§ Bounding box annotation entries
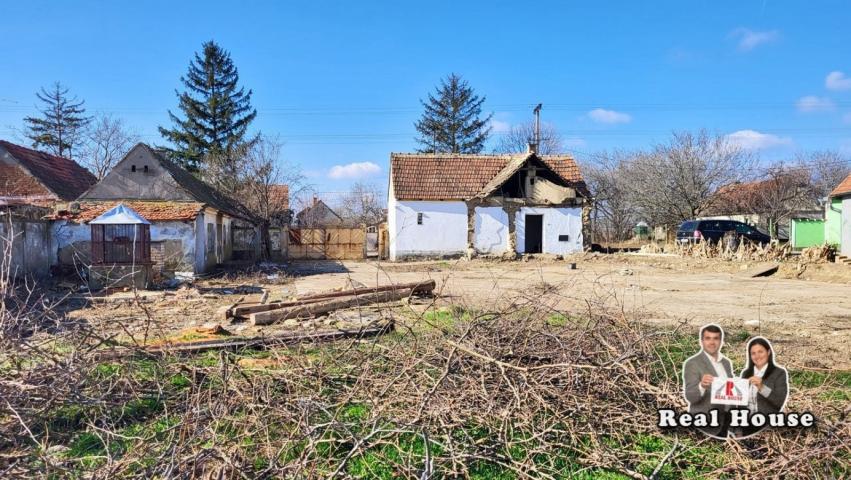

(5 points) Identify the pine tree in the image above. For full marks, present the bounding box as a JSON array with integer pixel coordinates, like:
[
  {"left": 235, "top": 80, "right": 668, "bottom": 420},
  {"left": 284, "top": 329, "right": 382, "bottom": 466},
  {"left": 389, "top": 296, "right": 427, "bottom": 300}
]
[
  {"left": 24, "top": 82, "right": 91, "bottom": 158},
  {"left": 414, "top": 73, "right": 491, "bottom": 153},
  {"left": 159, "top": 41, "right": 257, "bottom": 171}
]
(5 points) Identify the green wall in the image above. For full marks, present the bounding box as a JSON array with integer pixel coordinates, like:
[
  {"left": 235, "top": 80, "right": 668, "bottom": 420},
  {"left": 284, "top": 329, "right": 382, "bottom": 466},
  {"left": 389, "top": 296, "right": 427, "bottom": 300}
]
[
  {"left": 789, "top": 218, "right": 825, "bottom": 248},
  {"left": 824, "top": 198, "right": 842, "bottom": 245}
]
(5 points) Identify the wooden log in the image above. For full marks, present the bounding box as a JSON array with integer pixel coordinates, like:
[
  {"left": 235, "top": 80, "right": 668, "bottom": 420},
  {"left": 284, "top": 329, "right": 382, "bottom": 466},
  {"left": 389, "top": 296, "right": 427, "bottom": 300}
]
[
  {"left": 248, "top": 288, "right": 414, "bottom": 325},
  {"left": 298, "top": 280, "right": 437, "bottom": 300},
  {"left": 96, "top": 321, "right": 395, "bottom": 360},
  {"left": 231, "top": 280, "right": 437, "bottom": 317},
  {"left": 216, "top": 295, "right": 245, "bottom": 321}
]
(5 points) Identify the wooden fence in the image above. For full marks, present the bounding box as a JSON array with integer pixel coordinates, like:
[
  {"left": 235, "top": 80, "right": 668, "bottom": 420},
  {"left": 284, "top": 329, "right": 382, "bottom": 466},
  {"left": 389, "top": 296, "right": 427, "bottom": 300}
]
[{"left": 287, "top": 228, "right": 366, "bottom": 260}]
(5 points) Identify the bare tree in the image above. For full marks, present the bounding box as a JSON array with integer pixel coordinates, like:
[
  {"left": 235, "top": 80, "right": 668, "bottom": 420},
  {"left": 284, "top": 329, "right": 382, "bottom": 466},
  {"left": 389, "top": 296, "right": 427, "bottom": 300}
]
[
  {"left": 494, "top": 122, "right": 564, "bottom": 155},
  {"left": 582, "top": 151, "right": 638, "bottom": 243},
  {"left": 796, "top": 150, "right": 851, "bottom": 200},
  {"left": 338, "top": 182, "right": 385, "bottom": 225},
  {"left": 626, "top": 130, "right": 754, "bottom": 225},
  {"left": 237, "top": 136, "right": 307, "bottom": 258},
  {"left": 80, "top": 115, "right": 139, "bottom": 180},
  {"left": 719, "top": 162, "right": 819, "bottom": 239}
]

==

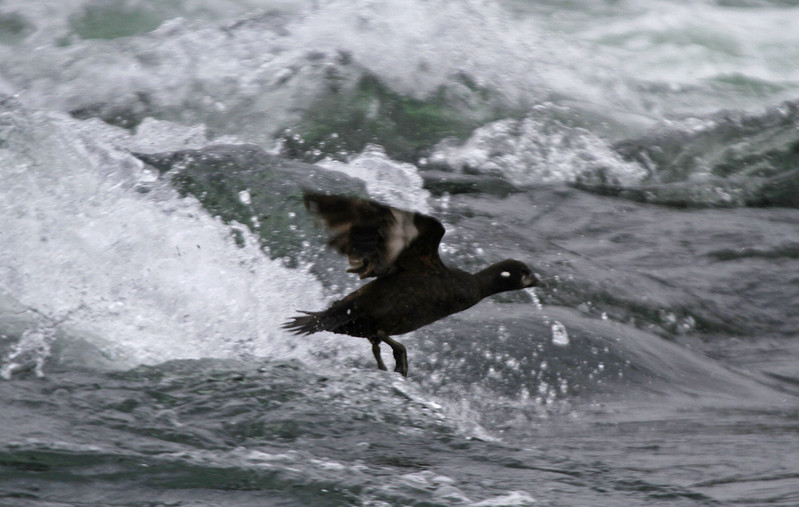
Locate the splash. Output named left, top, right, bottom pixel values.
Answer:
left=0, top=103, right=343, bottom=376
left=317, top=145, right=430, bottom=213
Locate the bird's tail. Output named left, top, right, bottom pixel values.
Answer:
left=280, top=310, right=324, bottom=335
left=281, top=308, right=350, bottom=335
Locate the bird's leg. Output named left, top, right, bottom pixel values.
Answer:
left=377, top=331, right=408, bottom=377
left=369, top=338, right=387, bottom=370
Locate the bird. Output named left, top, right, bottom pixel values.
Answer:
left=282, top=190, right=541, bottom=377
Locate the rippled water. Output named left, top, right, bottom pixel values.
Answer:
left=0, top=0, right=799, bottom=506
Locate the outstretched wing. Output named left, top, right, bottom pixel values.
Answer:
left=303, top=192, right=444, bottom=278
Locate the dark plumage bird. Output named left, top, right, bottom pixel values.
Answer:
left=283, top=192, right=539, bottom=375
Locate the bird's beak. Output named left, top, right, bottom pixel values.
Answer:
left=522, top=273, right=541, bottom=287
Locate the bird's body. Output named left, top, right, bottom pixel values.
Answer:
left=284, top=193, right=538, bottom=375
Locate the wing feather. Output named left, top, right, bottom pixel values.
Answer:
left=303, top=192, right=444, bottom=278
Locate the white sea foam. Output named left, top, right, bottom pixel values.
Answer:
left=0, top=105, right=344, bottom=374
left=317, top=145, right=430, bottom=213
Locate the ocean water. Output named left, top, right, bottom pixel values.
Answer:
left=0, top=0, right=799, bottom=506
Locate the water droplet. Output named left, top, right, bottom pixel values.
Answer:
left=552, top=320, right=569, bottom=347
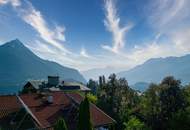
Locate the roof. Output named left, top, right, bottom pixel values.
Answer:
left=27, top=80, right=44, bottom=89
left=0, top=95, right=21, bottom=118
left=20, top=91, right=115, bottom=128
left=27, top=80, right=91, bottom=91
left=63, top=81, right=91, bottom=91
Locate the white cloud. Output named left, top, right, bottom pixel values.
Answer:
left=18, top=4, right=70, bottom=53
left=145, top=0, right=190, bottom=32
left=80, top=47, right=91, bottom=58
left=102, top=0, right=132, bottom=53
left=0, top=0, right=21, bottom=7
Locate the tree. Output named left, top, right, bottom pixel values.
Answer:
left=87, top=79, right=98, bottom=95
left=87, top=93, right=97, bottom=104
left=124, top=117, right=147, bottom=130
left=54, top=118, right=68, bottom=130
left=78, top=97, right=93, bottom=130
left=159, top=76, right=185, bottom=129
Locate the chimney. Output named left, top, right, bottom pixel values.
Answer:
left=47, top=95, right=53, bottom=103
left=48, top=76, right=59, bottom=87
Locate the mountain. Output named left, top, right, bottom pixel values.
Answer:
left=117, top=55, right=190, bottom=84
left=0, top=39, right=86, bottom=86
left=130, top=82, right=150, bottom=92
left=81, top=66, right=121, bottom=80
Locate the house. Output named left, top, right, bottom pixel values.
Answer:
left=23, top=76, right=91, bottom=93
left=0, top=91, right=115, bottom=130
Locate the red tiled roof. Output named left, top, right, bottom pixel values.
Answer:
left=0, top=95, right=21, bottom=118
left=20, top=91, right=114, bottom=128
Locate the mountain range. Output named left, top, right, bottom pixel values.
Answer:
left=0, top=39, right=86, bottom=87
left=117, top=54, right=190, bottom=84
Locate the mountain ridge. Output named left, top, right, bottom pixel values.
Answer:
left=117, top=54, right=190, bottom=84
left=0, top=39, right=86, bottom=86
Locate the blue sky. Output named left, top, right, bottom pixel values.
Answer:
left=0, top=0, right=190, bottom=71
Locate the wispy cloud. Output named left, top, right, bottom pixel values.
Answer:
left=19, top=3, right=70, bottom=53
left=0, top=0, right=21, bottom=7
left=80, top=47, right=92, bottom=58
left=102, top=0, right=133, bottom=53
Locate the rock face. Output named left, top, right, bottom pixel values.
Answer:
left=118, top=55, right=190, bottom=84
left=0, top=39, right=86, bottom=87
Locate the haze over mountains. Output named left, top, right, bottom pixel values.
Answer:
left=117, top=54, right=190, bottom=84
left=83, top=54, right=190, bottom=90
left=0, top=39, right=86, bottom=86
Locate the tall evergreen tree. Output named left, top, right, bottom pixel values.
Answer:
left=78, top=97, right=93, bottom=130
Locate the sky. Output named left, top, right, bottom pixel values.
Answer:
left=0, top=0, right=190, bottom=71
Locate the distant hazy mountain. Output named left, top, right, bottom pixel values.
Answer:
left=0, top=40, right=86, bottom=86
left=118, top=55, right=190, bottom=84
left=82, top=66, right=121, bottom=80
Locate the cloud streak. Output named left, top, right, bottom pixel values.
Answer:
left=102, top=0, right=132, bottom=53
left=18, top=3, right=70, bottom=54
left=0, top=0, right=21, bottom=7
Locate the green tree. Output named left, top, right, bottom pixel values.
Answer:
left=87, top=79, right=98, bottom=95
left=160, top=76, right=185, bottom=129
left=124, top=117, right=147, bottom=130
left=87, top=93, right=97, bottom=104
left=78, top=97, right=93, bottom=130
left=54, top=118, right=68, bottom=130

§ What is expected
Copy out the rows word for word, beginning with the line containing "Locate the wing" and continuing through the line containing "left=48, top=76, right=59, bottom=87", with both of those lines included. Omit the pictures.

§ Solved problem
Locate the wing feather. Output named left, top, right, bottom pixel values.
Answer:
left=303, top=192, right=444, bottom=278
Locate the white sea foam. Output named left, top, right, bottom pixel values.
Answer:
left=0, top=105, right=344, bottom=374
left=317, top=145, right=430, bottom=213
Locate the ocean water. Output named left, top, right, bottom pixel values.
Answer:
left=0, top=0, right=799, bottom=506
Locate the water droplet. Output named left, top, right, bottom pixel values.
Answer:
left=552, top=320, right=569, bottom=347
Locate the roof. Output named left, top, right, bottom pixel values.
Answer:
left=27, top=80, right=44, bottom=89
left=0, top=95, right=21, bottom=118
left=20, top=91, right=115, bottom=128
left=27, top=80, right=91, bottom=91
left=63, top=81, right=91, bottom=91
Locate the white cloud. Output named left, top, right, bottom pixel values.
Answer:
left=18, top=4, right=70, bottom=53
left=145, top=0, right=190, bottom=32
left=80, top=47, right=91, bottom=58
left=102, top=0, right=132, bottom=53
left=0, top=0, right=21, bottom=7
Locate the tree. Output named left, top, right, bottom pixel values.
Answer:
left=87, top=79, right=98, bottom=95
left=87, top=93, right=97, bottom=104
left=124, top=117, right=147, bottom=130
left=54, top=118, right=68, bottom=130
left=78, top=97, right=93, bottom=130
left=159, top=76, right=185, bottom=129
Locate the chimney. Output named left, top, right, bottom pixel values.
Answer:
left=47, top=95, right=53, bottom=103
left=48, top=76, right=59, bottom=87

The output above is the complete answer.